In the present application, the Applicant has challenged the Will of the deceased on the grounds that it did not provide for some of the beneficiaries of the deceased. These beneficiaries are allegedly children of the first wife of the deceased by the name Rebecca Wanjiru. It was the Applicant’s case that the Will that is alleged to have been written by the deceased could not be genuine because the deceased was illiterate and did not understand English. He also challenged the Will on the grounds that the persons who witnessed the Will did not provide their names as required by the law. The Respondents urged the court to find that the Applicant had established sufficient basis for this court to nullify the grant of probate.

Upon evaluating the rival argument made in that regard, this court holds that the Applicant failed to establish his claim that the deceased’s Will was not genuine. The Applicant did not provide any evidence to support his assertion that the deceased was sick at the time the Will was written. He did not provide any medical evidence to establish this fact. If the Applicant set out to establish the fact that the deceased lacked capacity to write the Will at the time, he was required to adduce evidence to establish, to the required standard of proof, that the deceased was so sick that he lacked the requisite mental capacity to write the Will. The Applicant also alleges that the deceased was illiterate. Other than his statement in court, he did not provide any evidence to support this claim. As regard his claim that the Will was not witnessed by two witnesses as required by the law, this court holds that that allegation is not supported by evidence. This court has perused the Will. The signature of the deceased was witnessed by two (2) witnesses. There is no requirement under Section 11 of the Law of Succession Act that the persons witnessing the Will state their names. What is required is their signatures and confirmation of the fact that the two witnesses were present when the deceased signed the Will. However, it is good practice that witnesses to a Will of a testator provide their names so that in the event the Will is challenged, they can be called to testify. The difficulty in this case is that the Will was signed by the deceased on 22nd December 1965. In all probability, the witnesses may not be alive to attest to the fact that the deceased signed the Will.

This brings the court to an aspect of this case that tilted the decision against the Applicant. The deceased died on 25th November 1969. The Applicant claimed that the deceased was married to his grandmother, Rebecca Wanjiru. Rebecca had four (4) children, allegedly by the deceased. The four (4) children were presumably alive at the time of the death of the deceased. This court wondered, if indeed Rebecca Wanjiru was the wife of the deceased, why the children of the deceased made no claim to the estate of the deceased. The Applicant stated that all the four (4) children of Rebecca Wanjiru are now deceased. Why didn’t these children challenge the Will of the deceased if they were in fact the children of the deceased? Why did it take the Applicant forty-four (44) years from the death of the deceased to challenge his Will? Even if this court were to be generous on the issue of time, why did it take the Applicant twenty-four (24) years before he challenged the Will after the grant of probate was issued to the Respondents? There too many gaps in the Applicant’s story. The only decision that this court can reach given the paucity of evidence is that the Applicant failed to establish, to the required standard of proof, that he is a beneficiary of the estate of the deceased. He failed to establish that Rebecca Wanjiru, his grandmother was the same as Robecka Wanjeru who appears in the marriage certificate annexed to the affidavit swore by the Applicant in support of the summons for revocation of grant.

In the premises therefore, this court holds that the Applicant failed to establish the grounds set forth in his summons seeking to revoke the grant of probate.  The application lacks merit. It is hereby dismissed with costs to the Respondents.  It is so ordered.

DATED AT NAIROBI THIS 27TH DAY OF JUNE, 2014.

================================

Questions =>
1. Please list every calendar date given in the ruling.
2. According to the ruling, on what date did the deceased sign the Will?
The lines that come after this ruling have nothing to do with it.

Provided records =>
================================

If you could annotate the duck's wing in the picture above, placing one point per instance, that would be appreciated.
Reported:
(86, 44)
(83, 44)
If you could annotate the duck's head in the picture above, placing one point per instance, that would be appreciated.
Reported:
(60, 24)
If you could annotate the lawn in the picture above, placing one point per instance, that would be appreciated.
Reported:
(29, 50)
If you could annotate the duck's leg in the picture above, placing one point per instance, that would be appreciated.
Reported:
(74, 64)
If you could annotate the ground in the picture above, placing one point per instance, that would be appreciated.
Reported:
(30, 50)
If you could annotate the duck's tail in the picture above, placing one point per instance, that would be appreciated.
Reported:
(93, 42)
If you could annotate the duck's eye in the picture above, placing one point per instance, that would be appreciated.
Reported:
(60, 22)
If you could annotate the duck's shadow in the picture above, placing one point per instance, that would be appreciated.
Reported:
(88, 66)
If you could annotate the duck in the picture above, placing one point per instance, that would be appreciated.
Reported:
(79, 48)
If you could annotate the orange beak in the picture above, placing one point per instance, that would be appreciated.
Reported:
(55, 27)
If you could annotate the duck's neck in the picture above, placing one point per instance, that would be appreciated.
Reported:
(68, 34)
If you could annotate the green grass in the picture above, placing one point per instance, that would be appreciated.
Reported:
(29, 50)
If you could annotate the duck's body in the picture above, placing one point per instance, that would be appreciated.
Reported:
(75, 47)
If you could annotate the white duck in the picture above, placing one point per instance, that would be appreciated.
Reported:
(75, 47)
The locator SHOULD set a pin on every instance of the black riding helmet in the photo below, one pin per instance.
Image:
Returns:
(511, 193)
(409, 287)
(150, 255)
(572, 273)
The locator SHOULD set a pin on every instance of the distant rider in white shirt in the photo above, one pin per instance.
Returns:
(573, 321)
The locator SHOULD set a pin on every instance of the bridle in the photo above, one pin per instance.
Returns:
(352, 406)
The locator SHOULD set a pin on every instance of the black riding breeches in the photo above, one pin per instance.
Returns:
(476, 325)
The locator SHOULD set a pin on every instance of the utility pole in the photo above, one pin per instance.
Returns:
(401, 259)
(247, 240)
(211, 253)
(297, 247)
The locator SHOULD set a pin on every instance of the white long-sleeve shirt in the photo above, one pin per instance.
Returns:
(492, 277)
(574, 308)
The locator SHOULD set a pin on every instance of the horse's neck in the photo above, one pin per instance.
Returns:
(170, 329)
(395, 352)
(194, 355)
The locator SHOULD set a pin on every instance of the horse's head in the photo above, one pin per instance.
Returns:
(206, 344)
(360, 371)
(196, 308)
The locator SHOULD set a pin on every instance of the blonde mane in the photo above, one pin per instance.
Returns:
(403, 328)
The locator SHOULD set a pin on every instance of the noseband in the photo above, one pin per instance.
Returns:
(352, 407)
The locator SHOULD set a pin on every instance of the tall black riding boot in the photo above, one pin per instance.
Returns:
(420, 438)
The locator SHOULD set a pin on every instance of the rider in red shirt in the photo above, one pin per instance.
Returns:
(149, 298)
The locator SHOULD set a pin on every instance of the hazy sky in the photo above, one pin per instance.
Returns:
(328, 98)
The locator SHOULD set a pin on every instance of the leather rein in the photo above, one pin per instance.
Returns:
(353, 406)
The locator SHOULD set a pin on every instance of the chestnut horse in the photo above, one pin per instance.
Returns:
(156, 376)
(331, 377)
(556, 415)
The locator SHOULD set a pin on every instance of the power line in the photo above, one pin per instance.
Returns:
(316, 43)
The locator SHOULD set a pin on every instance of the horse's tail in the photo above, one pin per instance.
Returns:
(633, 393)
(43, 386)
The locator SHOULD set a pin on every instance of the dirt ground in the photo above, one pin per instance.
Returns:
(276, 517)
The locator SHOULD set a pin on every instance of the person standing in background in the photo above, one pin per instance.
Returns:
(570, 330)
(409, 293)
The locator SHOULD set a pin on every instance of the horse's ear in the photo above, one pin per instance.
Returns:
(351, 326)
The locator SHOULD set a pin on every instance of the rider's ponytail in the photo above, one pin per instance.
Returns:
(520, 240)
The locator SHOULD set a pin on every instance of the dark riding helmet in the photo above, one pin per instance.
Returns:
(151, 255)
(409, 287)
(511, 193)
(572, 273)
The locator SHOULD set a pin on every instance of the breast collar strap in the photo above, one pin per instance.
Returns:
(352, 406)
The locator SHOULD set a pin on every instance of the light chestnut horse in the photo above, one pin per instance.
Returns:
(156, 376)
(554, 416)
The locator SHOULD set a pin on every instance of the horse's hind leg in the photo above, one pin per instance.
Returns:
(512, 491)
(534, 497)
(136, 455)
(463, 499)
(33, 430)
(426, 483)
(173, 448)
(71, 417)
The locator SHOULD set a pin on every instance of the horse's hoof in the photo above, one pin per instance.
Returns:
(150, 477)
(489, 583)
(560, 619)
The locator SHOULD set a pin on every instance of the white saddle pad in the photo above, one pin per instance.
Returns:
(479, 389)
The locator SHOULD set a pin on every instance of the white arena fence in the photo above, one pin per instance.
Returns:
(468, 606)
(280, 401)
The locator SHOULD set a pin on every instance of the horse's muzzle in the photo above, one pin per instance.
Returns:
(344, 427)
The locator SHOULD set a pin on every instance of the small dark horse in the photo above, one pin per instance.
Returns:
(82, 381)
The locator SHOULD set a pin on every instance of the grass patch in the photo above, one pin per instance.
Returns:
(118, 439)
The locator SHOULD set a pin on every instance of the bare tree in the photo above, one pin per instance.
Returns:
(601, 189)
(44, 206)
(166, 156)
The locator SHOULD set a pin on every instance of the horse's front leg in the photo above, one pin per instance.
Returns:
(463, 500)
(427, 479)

================================

Responses per task =>
1.
22nd December 1965
25th November 1969
27th June 2014

2. 22nd December 1965